(作業の目標 A) 本文の後に続くエントリーを最初から最後まで、全行を省かずにもう一度書き出してください。その際、答えとして示された座標の数値だけを0.3倍に縮小し、四捨五入（0.5は切り上げ）で整数にしてください。

(ページ抜粋)
********************

性暴力/性犯罪は無銭飲食とも怨恨殺人とも生活苦からの強盗とも違います。悪意の別名として暴力と犯罪があるとき、社会リスクへの定量的な対処として、責任主体としての個人の判断/行動を定量的に評価することは、難しい。というか、「現存」の是非を問わずとも、社会リスクへの定量的な対処は必要であり、ネット言論の外部でそれは為されています。言い換えると、「現存」の是非を措いたうえでの社会リスクへの定量的な対処はネット言論の問題ではありません。個人的に、現状を鑑みるなら。


そして、責任主体としての個人の判断/行動を評価するために「社会リスクへの定量的な対処」を持ち出す言論のことを所謂セカンドレイプ言説と言います。むろん、KoshianXさんの主張がそうであるということではありません。本気で「現存の社会リスクに対して「現存」の是非を措き定量的な対処として、責任主体としての個人の判断/行動を定量的に評価するべき」と考えておられるようなので、長々と記事を書きました。


言論においてはやはり定性的に評価さるべきことです、と。そして「現存」の是非を措き社会リスクと理想論としてでなく対峙することと、責任主体としての個人の判断/行動を定量的に評価することは別であって、両者の因果関係を前提する議論は時に建設的でも有益でもありません、と。


現在の社会リスクとしてある現実の性暴力/性犯罪は冬期登山における悪天候のような自然災害ではない――それは政治以前の問題です。所謂セカンドレイプ言説の問題とは、その悪意ではない。悪意の別名と犯罪者の都合としてある現存の社会リスクを、「現存」の是非と共に悪意の存在と犯罪者の都合さえも措いて、しかし責任主体としての個人の判断/行動に即して、定量的に評価しようとする点にある。あたかも度重なる治験に基づく服薬規定のように。それは、現状を鑑みる限り成立しない試行です。


そこに隠蔽の意図があるとは、KoshianXさんに対しては私はまったく思いません。常識が「避けられる危険」をめぐる「定量的な評価」の集積であることは事実です。知って詮無いことであれ「正しい知識」として私たちは「犯罪者の都合」を知るべきかも知れません。ただ、異論としてはそうなるということです。

********************

(作業の目標 B) ページ抜粋では、責任主体としての個人の判断/行動を評価するために「社会リスクへの定量的な対処」を持ち出す言論は何と呼ばれていますか。

********************

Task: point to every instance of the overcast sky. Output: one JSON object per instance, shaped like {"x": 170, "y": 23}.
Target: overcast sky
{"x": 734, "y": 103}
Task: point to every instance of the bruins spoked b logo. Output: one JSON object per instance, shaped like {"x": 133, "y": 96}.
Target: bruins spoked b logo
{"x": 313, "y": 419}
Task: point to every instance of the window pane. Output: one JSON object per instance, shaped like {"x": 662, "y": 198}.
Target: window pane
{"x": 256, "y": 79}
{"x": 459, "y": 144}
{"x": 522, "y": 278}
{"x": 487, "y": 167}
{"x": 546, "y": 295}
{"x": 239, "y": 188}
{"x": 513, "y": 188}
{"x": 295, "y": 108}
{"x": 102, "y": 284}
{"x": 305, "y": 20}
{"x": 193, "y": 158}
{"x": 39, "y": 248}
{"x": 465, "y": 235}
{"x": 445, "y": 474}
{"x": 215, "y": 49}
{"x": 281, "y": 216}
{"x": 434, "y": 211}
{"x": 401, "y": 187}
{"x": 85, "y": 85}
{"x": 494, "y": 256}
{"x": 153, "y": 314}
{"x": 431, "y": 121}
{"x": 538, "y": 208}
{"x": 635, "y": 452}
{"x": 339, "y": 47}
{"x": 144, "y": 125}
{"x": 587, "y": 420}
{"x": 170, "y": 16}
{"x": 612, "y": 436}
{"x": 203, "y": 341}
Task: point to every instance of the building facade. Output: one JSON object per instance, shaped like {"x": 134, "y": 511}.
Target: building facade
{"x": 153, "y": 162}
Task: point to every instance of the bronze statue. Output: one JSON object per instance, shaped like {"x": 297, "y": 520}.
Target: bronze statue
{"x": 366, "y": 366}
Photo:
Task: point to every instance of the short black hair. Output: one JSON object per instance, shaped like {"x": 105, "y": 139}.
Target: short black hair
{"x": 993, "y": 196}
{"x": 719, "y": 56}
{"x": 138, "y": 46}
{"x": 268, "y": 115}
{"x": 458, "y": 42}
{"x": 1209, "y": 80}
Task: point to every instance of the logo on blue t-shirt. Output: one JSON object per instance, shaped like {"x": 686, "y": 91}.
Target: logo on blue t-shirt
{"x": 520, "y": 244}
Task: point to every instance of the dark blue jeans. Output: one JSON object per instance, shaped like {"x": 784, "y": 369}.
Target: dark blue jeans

********************

(正しい出力 A)
Task: point to every instance of the overcast sky. Output: one JSON object per instance, shaped like {"x": 170, "y": 23}.
Target: overcast sky
{"x": 220, "y": 31}
Task: point to every instance of the bruins spoked b logo. Output: one JSON object per instance, shaped like {"x": 133, "y": 96}.
Target: bruins spoked b logo
{"x": 94, "y": 126}
Task: point to every instance of the window pane. Output: one JSON object per instance, shaped like {"x": 662, "y": 198}.
Target: window pane
{"x": 77, "y": 24}
{"x": 138, "y": 43}
{"x": 157, "y": 83}
{"x": 146, "y": 50}
{"x": 164, "y": 89}
{"x": 72, "y": 56}
{"x": 154, "y": 56}
{"x": 89, "y": 32}
{"x": 31, "y": 85}
{"x": 92, "y": 6}
{"x": 58, "y": 47}
{"x": 12, "y": 74}
{"x": 140, "y": 71}
{"x": 134, "y": 142}
{"x": 65, "y": 15}
{"x": 84, "y": 65}
{"x": 130, "y": 63}
{"x": 120, "y": 56}
{"x": 26, "y": 26}
{"x": 148, "y": 77}
{"x": 46, "y": 94}
{"x": 129, "y": 36}
{"x": 161, "y": 62}
{"x": 191, "y": 136}
{"x": 102, "y": 14}
{"x": 43, "y": 38}
{"x": 176, "y": 126}
{"x": 51, "y": 5}
{"x": 184, "y": 131}
{"x": 61, "y": 102}
Task: point to every instance of the building facade. Output: one JSON object per instance, shaped like {"x": 134, "y": 511}.
Target: building facade
{"x": 46, "y": 49}
Task: point to every instance of the bronze statue. Output: one JSON object per instance, shaped like {"x": 297, "y": 520}.
Target: bronze statue
{"x": 110, "y": 110}
Photo:
Task: point to every instance of the short black hair. Output: one JSON object per instance, shaped like {"x": 105, "y": 139}.
Target: short black hair
{"x": 298, "y": 59}
{"x": 216, "y": 17}
{"x": 41, "y": 14}
{"x": 80, "y": 35}
{"x": 137, "y": 13}
{"x": 363, "y": 24}
Task: point to every instance of the logo on blue t-shirt. Output: one JSON object per instance, shaped like {"x": 686, "y": 91}.
Target: logo on blue t-shirt
{"x": 156, "y": 73}
Task: point to every instance of the dark blue jeans. Output: one JSON object per instance, shaped like {"x": 784, "y": 369}.
Target: dark blue jeans

(正しい出力 B) 所謂セカンドレイプ言説と呼ばれています。